### SUPPLIED TEXT
But there’s still more to learn! Suppose we wanted to take things one step further and find the optimal value of \(\lambda\) for any given value of \(\mu\). In other words, suppose we wanted the value of \(\lambda\) that minimizes the MSE of our shrinkage estimator given a particular assumed value for \(\mu\). Since \(\text{MSE}[\hat{\mu}(\lambda)]\) is a quadratic function of \(\lambda\), as shown above, this turns out to be a fairly straightforward calculation. Differentiating, \[ \begin{align*} \frac{d}{d\lambda}\text{MSE}[\hat{\mu}(\lambda)] &= \frac{d}{d\lambda}[(1 - \lambda)^2 + \lambda^2 \mu^2] \\ &= -2(1 - \lambda) + 2\lambda \mu^2 \\ &= 2 [\lambda (1 + \mu^2) - 1]\\ \\ \frac{d^2}{d\lambda^2}\text{MSE}[\hat{\mu}(\lambda)] &= 2(1 + \mu^2) > 0 \end{align*} \] so there is a unique global minimum at \(\lambda^* \equiv 1/(1 + \mu^2)\). This gives the optimal shrinkage factor in the sense that it minimizes the MSE of the shrinkage estimator. Substituting \(\lambda^*\) into the expression for \(\text{MSE}[\hat{\mu}(\lambda)]\) gives: \[ \begin{align*} \text{MSE}[\hat{\mu}(\lambda^*)] &= \left(1 - \frac{1}{1 + \mu^2} \right)^2 + \left(\frac{1}{1 + \mu^2}\right)^2 \mu^2 \\ &= \left( \frac{\mu^2}{1 + \mu^2}\right)^2 + \left(\frac{1}{1 + \mu^2}\right)^2 \mu^2 \\ &= \left( \frac{1}{1 + \mu^2}\right)^2 (\mu^4 + \mu^2) \\ &= \left( \frac{1}{1 + \mu^2}\right)^2 \mu^2(1 + \mu^2) \\ &= \frac{\mu^2}{1 + \mu^2} < 1. \end{align*} \]

Recap

We’re moments away from having all the ingredients we need to introduce Stein’s Paradox! But first let’s review what we’ve uncovered thus far. We’ve seen that the shrinkage estimator can improve on the ML estimator in terms of MSE provided that \(\lambda\) is chosen judiciously: it needs to be between zero and \(2/(1 + \mu^2)\). The optimal choice of \(\lambda\), namely \(\lambda^* = 1 / (1 + \mu^2)\), gives an MSE of \(\mu^2/(1 + \mu^2)\). This is always lower than one, the MSE of the ML estimator.

### SHORT EXERCISE
Reproduce the shrinkage estimator passage above in full, word for word and with every formula unchanged.

[Items stored in a collection]
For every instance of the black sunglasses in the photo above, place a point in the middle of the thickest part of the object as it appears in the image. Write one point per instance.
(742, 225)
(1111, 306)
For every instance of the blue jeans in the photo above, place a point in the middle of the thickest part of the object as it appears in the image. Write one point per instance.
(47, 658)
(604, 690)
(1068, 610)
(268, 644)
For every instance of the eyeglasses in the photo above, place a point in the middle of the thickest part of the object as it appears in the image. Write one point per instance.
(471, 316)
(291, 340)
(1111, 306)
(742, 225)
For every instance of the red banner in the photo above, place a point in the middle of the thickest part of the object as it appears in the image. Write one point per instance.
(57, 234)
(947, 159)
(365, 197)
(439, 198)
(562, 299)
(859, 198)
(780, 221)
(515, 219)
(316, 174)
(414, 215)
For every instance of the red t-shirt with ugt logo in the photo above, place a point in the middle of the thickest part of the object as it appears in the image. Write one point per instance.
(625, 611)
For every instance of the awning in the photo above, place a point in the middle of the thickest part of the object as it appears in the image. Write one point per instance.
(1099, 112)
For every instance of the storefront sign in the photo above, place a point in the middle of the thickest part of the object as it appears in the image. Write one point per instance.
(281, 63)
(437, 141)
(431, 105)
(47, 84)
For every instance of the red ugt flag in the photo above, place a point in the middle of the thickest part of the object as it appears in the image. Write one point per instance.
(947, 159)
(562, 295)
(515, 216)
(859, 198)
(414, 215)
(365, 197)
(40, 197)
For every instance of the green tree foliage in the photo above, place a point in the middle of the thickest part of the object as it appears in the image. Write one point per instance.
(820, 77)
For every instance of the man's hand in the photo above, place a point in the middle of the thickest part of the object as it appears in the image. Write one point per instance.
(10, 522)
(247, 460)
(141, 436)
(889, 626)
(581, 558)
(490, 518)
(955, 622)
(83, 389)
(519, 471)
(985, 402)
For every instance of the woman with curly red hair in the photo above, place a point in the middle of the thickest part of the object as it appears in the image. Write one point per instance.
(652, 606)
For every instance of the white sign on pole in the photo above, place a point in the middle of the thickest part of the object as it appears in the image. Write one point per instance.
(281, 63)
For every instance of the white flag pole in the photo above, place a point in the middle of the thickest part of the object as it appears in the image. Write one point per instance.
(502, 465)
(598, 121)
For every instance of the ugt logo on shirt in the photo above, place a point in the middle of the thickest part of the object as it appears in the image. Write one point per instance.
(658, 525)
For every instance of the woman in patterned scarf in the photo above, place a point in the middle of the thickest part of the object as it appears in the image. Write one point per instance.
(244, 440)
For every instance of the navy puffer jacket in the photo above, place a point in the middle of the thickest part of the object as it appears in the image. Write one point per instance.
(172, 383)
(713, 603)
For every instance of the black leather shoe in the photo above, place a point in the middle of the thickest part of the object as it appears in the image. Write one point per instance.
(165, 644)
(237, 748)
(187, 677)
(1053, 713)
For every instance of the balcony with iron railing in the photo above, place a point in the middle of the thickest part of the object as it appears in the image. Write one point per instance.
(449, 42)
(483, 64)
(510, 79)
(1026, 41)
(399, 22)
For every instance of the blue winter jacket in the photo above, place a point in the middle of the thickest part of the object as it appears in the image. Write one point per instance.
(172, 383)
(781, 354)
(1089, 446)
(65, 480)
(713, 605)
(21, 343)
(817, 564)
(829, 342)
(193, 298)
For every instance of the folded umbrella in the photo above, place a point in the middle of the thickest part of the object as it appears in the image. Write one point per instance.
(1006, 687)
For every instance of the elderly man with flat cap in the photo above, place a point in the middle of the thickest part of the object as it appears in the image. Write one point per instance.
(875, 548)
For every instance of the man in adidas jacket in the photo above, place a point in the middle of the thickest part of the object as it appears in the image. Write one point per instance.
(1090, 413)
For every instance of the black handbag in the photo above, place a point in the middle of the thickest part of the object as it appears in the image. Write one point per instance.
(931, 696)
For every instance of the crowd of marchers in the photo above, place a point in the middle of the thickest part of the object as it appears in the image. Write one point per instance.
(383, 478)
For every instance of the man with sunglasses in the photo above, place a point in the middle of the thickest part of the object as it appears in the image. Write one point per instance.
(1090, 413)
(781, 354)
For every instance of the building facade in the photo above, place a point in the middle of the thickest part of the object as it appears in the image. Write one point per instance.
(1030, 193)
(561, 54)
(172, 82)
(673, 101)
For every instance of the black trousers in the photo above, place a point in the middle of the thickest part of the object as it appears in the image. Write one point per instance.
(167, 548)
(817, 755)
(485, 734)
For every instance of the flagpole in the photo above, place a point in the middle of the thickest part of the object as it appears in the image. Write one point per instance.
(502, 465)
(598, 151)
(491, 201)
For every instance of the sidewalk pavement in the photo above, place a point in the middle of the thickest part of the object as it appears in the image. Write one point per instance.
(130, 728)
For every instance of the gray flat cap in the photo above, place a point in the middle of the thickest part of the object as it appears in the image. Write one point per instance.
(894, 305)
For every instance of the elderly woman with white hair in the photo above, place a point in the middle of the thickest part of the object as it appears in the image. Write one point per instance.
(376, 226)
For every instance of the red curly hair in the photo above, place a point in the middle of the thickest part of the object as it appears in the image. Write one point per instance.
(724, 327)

### EXERCISE RESULT
But there’s still more to learn! Suppose we wanted to take things one step further and find the optimal value of \(\lambda\) for any given value of \(\mu\). In other words, suppose we wanted the value of \(\lambda\) that minimizes the MSE of our shrinkage estimator given a particular assumed value for \(\mu\). Since \(\text{MSE}[\hat{\mu}(\lambda)]\) is a quadratic function of \(\lambda\), as shown above, this turns out to be a fairly straightforward calculation. Differentiating, \[ \begin{align*} \frac{d}{d\lambda}\text{MSE}[\hat{\mu}(\lambda)] &= \frac{d}{d\lambda}[(1 - \lambda)^2 + \lambda^2 \mu^2] \\ &= -2(1 - \lambda) + 2\lambda \mu^2 \\ &= 2 [\lambda (1 + \mu^2) - 1]\\ \\ \frac{d^2}{d\lambda^2}\text{MSE}[\hat{\mu}(\lambda)] &= 2(1 + \mu^2) > 0 \end{align*} \] so there is a unique global minimum at \(\lambda^* \equiv 1/(1 + \mu^2)\). This gives the optimal shrinkage factor in the sense that it minimizes the MSE of the shrinkage estimator. Substituting \(\lambda^*\) into the expression for \(\text{MSE}[\hat{\mu}(\lambda)]\) gives: \[ \begin{align*} \text{MSE}[\hat{\mu}(\lambda^*)] &= \left(1 - \frac{1}{1 + \mu^2} \right)^2 + \left(\frac{1}{1 + \mu^2}\right)^2 \mu^2 \\ &= \left( \frac{\mu^2}{1 + \mu^2}\right)^2 + \left(\frac{1}{1 + \mu^2}\right)^2 \mu^2 \\ &= \left( \frac{1}{1 + \mu^2}\right)^2 (\mu^4 + \mu^2) \\ &= \left( \frac{1}{1 + \mu^2}\right)^2 \mu^2(1 + \mu^2) \\ &= \frac{\mu^2}{1 + \mu^2} < 1. \end{align*} \]

Recap

We’re moments away from having all the ingredients we need to introduce Stein’s Paradox! But first let’s review what we’ve uncovered thus far. We’ve seen that the shrinkage estimator can improve on the ML estimator in terms of MSE provided that \(\lambda\) is chosen judiciously: it needs to be between zero and \(2/(1 + \mu^2)\). The optimal choice of \(\lambda\), namely \(\lambda^* = 1 / (1 + \mu^2)\), gives an MSE of \(\mu^2/(1 + \mu^2)\). This is always lower than one, the MSE of the ML estimator.